*DATA EXCERPTS*:

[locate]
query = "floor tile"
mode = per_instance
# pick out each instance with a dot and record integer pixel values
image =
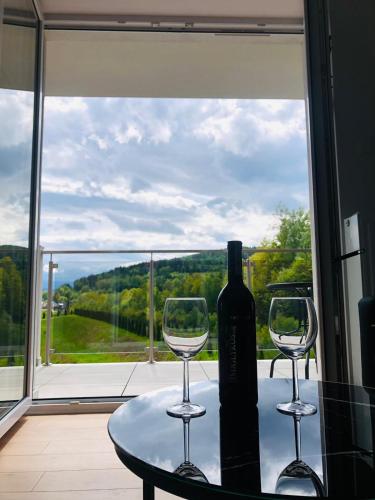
(59, 462)
(70, 446)
(88, 480)
(118, 494)
(18, 481)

*REQUIRED ACTION*: Without the pictures, repeat exactly the lines running from the line containing "mode = per_instance" through the end of the data, both ends included.

*SOLUTION TO THIS TASK*:
mode = per_instance
# pick out each instance with a dot and record integer pixel values
image =
(59, 462)
(70, 446)
(88, 480)
(118, 494)
(18, 481)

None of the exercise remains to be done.